◆ What the task asks:
If a line in the listing below includes the string "chair", pull it out.

.....

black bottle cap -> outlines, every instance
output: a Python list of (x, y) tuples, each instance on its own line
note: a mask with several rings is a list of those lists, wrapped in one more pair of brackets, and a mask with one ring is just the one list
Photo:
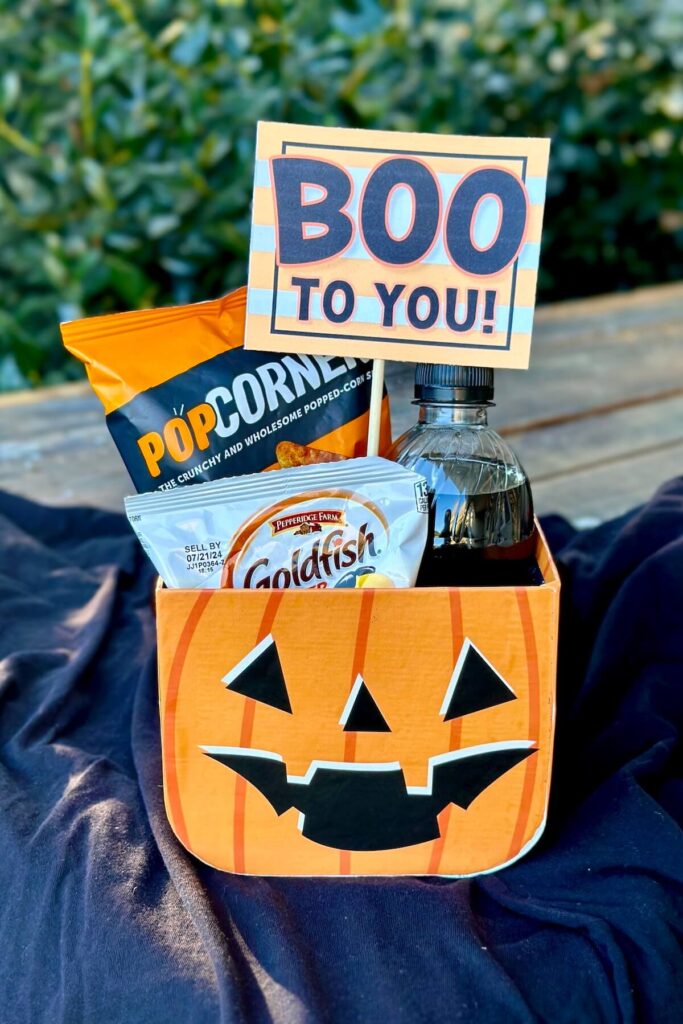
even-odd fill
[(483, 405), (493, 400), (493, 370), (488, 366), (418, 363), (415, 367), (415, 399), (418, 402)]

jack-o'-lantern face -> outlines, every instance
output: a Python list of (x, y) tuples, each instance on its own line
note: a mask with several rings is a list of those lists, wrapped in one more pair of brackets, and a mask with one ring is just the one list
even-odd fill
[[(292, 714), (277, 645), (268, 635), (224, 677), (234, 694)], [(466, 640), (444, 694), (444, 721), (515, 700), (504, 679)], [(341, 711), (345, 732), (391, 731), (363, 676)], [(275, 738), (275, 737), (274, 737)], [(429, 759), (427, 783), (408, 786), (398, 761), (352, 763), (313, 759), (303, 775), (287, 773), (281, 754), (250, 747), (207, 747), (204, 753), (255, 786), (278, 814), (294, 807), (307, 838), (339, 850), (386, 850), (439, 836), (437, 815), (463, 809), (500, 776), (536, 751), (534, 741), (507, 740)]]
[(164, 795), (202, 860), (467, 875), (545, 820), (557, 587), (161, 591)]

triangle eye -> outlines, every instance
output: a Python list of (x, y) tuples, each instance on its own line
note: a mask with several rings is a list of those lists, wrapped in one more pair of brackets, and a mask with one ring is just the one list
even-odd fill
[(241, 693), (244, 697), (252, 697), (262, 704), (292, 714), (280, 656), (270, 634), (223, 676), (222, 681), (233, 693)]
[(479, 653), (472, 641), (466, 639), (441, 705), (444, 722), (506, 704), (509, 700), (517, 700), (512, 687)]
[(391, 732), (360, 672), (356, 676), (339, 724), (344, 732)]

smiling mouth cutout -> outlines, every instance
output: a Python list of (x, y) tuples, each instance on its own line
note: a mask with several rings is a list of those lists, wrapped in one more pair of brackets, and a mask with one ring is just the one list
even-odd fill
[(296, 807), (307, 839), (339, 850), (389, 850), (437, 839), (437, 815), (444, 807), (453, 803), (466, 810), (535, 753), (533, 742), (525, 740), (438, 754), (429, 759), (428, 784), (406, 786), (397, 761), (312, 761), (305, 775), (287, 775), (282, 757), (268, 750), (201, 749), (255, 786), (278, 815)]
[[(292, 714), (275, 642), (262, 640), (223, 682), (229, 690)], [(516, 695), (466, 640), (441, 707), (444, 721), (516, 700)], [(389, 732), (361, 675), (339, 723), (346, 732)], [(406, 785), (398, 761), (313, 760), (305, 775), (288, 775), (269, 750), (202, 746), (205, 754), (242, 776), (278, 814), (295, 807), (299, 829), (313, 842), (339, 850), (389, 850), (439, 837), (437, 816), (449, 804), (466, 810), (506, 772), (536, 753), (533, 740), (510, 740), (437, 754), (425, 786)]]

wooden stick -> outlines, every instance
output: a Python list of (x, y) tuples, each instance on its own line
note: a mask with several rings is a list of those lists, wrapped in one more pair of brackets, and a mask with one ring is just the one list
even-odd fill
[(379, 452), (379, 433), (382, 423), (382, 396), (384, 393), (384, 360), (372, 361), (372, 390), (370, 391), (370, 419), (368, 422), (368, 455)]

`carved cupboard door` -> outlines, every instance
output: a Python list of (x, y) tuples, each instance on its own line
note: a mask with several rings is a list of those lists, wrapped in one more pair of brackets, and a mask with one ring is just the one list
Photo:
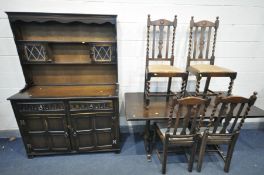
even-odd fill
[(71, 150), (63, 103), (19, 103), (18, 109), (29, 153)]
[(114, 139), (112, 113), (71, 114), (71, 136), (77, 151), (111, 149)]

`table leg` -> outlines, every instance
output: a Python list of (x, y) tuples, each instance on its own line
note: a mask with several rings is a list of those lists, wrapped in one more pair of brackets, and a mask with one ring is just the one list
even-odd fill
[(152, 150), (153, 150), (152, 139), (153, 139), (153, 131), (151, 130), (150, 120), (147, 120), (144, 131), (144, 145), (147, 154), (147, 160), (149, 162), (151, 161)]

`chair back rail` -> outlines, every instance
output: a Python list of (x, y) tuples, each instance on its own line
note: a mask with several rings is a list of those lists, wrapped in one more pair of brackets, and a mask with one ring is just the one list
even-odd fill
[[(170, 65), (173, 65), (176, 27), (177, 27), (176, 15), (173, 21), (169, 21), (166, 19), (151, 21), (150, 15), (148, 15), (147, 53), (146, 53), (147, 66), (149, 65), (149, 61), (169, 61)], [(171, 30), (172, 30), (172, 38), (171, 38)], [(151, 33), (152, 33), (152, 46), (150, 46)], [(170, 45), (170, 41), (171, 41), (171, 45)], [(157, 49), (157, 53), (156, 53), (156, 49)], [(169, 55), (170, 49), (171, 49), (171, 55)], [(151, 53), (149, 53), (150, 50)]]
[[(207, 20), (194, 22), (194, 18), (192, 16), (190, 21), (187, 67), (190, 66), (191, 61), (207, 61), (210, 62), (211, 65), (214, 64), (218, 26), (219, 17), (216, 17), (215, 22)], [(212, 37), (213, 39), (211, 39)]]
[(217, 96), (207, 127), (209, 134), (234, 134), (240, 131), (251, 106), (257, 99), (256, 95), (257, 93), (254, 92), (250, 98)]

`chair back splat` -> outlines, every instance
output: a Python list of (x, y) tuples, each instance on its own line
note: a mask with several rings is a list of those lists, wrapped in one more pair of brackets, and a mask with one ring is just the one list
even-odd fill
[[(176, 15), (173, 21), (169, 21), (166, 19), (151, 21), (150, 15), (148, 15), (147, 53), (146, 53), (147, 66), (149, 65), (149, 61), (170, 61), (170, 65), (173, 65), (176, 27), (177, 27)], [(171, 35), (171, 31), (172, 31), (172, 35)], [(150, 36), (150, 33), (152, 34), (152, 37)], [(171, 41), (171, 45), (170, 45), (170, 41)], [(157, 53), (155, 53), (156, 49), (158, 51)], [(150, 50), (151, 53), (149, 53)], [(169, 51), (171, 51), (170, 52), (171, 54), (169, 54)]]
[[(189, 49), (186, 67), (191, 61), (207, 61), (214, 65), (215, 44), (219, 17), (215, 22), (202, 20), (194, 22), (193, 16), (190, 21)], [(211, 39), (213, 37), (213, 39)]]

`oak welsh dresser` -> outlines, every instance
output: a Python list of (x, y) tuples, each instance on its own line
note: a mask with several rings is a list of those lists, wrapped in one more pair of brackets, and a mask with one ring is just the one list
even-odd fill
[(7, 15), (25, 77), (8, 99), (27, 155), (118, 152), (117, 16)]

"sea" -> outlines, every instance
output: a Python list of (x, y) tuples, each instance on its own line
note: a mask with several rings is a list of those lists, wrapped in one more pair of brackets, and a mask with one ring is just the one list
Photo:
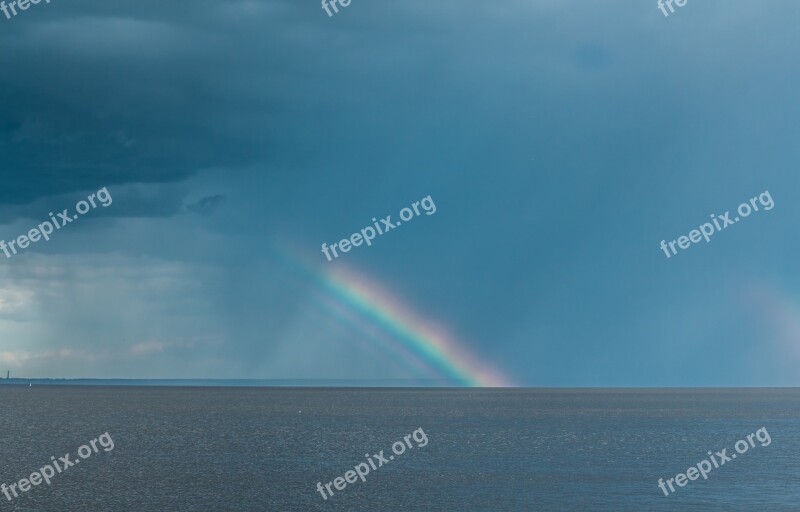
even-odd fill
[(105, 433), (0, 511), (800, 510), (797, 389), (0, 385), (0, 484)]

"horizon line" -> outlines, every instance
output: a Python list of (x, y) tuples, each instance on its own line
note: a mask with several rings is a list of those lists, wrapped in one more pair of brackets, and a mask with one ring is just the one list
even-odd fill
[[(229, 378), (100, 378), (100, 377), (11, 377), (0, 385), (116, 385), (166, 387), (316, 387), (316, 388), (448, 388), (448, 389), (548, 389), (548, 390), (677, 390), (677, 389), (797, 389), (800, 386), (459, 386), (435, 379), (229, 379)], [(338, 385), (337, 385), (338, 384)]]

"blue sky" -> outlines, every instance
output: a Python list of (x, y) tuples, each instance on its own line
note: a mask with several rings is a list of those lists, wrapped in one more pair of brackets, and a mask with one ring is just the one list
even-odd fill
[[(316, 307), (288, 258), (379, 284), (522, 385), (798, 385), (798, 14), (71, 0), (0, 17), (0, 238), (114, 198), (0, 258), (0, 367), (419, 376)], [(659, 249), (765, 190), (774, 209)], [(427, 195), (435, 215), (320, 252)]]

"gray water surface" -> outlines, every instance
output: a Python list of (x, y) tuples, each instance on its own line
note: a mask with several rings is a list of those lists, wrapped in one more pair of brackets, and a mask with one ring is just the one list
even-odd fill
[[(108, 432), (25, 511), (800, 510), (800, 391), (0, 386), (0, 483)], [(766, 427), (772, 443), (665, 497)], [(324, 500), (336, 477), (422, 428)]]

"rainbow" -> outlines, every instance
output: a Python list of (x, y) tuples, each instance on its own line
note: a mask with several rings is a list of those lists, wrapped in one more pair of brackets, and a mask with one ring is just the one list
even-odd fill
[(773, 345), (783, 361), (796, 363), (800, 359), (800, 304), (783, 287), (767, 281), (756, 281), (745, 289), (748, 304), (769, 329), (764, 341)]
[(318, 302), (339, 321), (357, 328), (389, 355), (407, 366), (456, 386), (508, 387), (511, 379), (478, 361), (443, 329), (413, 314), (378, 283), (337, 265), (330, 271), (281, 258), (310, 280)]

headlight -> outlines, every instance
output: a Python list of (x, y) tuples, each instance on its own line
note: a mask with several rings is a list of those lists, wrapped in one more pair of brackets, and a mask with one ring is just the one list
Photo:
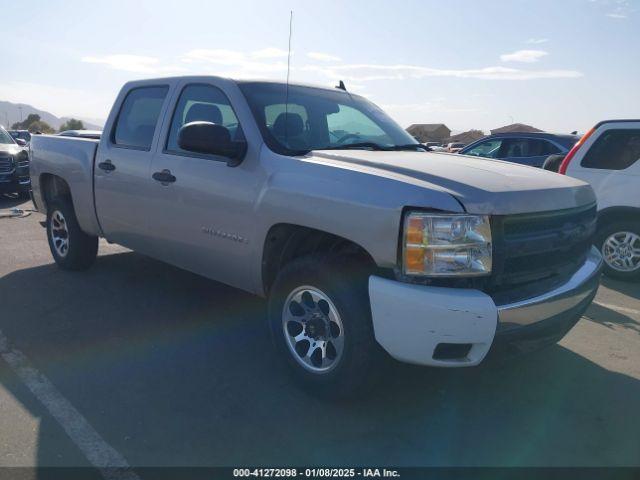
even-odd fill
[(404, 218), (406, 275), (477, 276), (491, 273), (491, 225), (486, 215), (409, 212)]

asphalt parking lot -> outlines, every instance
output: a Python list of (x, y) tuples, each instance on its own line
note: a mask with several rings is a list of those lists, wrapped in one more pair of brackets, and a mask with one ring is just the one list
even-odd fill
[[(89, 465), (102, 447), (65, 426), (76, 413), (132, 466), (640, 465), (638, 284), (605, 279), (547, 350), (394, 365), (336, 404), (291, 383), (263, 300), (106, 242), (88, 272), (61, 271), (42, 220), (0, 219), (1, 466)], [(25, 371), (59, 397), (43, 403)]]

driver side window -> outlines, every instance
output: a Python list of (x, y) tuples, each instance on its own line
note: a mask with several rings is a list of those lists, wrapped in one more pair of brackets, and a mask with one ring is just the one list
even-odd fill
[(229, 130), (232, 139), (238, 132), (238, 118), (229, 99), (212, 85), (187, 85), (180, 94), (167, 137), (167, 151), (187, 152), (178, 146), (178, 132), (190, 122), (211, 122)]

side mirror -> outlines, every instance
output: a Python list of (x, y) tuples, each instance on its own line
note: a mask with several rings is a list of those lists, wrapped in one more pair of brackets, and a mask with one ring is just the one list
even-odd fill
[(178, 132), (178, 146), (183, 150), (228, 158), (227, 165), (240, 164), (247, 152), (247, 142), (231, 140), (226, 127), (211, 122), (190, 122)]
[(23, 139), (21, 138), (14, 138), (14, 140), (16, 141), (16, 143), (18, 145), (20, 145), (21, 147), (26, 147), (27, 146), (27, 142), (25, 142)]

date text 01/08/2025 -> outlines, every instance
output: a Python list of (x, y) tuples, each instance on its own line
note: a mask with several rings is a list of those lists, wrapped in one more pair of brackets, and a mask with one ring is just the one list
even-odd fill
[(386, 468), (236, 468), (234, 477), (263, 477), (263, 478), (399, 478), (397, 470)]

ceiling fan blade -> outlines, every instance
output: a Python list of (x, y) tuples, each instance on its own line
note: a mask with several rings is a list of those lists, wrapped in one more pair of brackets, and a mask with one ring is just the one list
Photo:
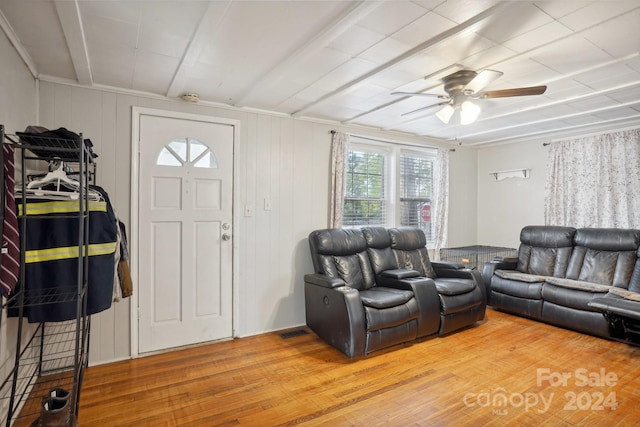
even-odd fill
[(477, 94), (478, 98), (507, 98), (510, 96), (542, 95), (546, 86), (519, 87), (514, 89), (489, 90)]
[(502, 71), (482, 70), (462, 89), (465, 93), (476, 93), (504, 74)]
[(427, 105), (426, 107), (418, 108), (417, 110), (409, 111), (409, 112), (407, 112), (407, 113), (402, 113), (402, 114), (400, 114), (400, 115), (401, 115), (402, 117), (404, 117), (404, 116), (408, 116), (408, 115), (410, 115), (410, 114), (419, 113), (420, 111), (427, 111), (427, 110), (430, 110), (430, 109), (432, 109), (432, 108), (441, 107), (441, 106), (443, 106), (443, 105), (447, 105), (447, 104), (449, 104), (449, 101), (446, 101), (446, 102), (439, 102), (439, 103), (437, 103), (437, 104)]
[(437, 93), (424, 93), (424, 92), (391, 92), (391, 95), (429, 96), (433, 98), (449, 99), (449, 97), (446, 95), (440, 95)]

.....

◆ Solution for this exercise:
`chair back rail` -> outlines, every instance
`chair back splat` -> outlines, every instance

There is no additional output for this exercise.